Information supplied Start Marker
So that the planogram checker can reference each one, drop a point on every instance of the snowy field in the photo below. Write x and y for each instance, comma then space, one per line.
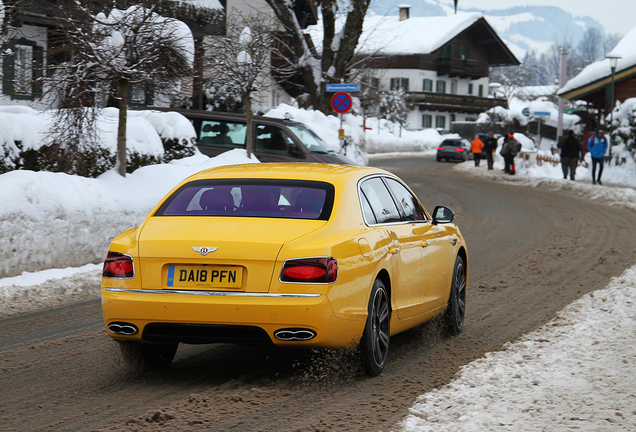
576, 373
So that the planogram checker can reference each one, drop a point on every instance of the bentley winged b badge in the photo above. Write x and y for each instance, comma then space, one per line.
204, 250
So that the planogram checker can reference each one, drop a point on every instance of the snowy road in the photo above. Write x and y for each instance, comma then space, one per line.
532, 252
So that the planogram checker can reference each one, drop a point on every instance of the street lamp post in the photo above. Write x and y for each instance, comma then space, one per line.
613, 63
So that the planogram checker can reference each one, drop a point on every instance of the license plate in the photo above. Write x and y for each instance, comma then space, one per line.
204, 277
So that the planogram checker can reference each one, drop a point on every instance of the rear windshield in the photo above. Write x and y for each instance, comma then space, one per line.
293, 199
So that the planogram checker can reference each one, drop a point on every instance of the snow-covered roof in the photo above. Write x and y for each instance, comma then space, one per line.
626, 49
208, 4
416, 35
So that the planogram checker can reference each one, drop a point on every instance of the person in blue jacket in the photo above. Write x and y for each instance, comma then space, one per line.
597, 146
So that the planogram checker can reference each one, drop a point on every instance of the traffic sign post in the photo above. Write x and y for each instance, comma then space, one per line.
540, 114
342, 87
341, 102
Information supplied End Marker
▶ What you need to do
Set down the complete material exactly, but do not include the images.

▶ Solved exercise
So that the planogram checker can reference each one, drop a point on every instance of the snowy field in the photo below. Write x and y for each instance, comma then space, one per line.
576, 373
So that the planogram checker can reference each one, drop a point on every instance of the bentley winged b badge in the photo above. Write x and y for each instance, comma then space, one per line.
204, 250
So that the planogram checker can reference each one, drop a point on every instance of the snowy road in the photo above. Write x and y for each instance, comma then space, one per line.
532, 252
So that the planogram checker can reference each one, drop a point on every instance of the street lamp post in the photo above. Write x and y for each instance, comma then space, one per line.
613, 63
So that the planogram checker can reference each one, drop a point on every instance of the license plate in the photo above. Write x and y for each instance, comma then space, one per line.
204, 277
So that the planogram checker can reference each one, drop a point on every instance of the rear windshield in the photo above. Write x and y for each instance, comma then space, one per line.
293, 199
So that the planogram checker can reference each one, drop a point on every instance of the snow-covered roof in the photo above. Write x and y for each instance, comma then space, one per line.
626, 49
208, 4
416, 35
So that the planogram checker can reference each one, drop a point on every instance of the person in blue jacket in the photo above. Write x and y for each instance, comma then space, one per line.
597, 146
So that the planogram checker can reference each one, drop a point on every instance of the traffic sign post in the photo above. Write x and y for each instance, comma then space, one per line.
540, 114
342, 87
341, 102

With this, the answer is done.